Material →
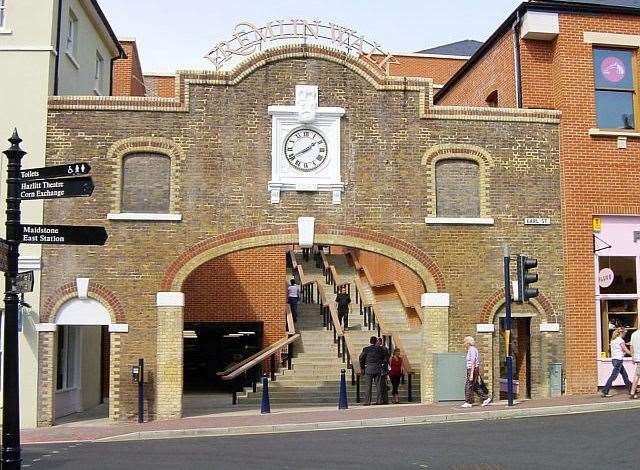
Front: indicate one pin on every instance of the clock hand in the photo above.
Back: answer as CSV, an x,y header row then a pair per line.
x,y
306,149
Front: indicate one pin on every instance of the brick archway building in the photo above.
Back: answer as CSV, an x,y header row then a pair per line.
x,y
206,157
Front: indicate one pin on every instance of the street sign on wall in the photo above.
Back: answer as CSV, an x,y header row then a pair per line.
x,y
56,188
63,234
60,171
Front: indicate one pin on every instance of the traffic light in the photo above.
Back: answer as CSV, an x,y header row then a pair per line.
x,y
526,278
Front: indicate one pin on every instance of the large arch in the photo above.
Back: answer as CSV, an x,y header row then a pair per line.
x,y
170,301
392,247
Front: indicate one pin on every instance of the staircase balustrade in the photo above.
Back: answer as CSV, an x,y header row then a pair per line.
x,y
330,321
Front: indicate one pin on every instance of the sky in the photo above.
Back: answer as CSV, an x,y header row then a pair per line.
x,y
175,35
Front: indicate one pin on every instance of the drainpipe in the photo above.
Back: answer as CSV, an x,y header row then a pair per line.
x,y
57,64
517,24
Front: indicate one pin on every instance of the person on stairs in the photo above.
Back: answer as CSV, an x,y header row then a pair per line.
x,y
383,384
371,360
293,294
343,300
395,374
472,385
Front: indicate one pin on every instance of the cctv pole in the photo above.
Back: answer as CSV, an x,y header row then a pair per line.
x,y
506,253
10,383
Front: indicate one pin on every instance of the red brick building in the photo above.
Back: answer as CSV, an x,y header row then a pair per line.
x,y
580,57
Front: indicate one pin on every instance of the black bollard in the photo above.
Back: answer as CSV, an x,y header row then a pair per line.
x,y
342,402
265,407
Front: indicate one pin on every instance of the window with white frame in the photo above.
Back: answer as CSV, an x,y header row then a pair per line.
x,y
3,10
98,72
72,34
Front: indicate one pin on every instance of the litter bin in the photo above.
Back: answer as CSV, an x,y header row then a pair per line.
x,y
555,379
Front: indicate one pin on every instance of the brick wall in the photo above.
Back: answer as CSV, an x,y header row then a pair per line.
x,y
439,69
495,71
225,132
598,178
163,86
243,286
127,73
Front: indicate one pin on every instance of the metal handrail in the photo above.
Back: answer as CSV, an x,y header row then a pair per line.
x,y
256,359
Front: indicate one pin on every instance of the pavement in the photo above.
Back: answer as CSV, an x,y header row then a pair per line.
x,y
283,420
580,441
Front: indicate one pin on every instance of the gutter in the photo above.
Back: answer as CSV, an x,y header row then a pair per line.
x,y
509,22
106,24
57,64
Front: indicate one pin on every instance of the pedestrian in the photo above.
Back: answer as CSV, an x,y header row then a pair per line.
x,y
618,350
371,360
635,351
343,300
383,383
472,386
396,372
293,295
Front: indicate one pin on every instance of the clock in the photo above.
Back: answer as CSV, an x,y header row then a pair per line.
x,y
305,149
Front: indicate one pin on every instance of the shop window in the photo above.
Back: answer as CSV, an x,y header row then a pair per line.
x,y
624,274
619,299
146,183
457,188
66,357
614,88
492,99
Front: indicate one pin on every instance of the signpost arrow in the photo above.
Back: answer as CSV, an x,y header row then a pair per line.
x,y
60,171
63,234
56,188
24,282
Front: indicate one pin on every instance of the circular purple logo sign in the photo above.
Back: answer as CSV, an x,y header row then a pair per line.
x,y
612,69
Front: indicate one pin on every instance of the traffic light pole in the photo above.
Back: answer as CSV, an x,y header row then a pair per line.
x,y
10,383
507,323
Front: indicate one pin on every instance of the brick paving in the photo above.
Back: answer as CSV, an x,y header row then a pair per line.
x,y
246,418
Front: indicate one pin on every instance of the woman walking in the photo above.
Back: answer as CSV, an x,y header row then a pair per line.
x,y
473,373
618,350
395,374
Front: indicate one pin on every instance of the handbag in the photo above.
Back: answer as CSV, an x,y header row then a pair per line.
x,y
482,386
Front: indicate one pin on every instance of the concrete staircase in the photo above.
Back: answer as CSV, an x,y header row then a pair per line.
x,y
314,378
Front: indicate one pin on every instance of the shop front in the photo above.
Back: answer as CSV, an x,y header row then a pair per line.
x,y
617,268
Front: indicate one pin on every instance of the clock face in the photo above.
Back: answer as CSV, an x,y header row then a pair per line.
x,y
305,149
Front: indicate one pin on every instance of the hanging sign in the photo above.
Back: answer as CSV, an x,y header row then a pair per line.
x,y
249,38
605,277
596,224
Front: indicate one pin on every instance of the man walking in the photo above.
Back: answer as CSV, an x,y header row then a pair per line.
x,y
371,361
635,351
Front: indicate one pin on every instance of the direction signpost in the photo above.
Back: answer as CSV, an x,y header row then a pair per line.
x,y
55,182
56,188
63,234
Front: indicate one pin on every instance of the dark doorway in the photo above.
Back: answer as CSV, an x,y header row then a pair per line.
x,y
521,351
210,347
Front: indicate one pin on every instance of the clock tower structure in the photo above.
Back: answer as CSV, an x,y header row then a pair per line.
x,y
305,147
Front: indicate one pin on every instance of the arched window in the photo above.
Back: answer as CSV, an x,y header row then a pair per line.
x,y
146,183
457,188
492,99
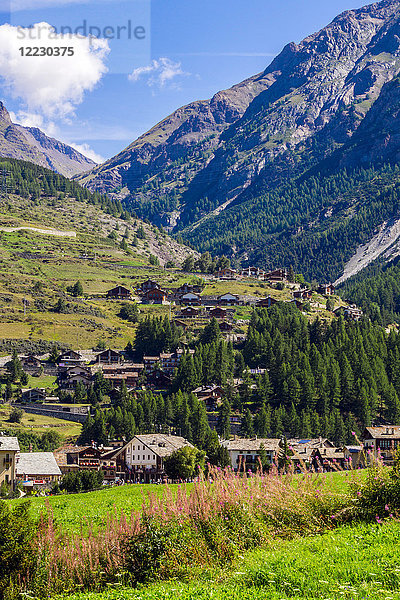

Stated exercise →
Return each line above that contains the word "window".

Response to the exercise →
Front: indicate one pin on every instance of the window with white frame in the photo above.
Front: indicate one pin on every instance of the shop window in the photo above.
Front: indicate one pin on every instance of the arched window in the photo above.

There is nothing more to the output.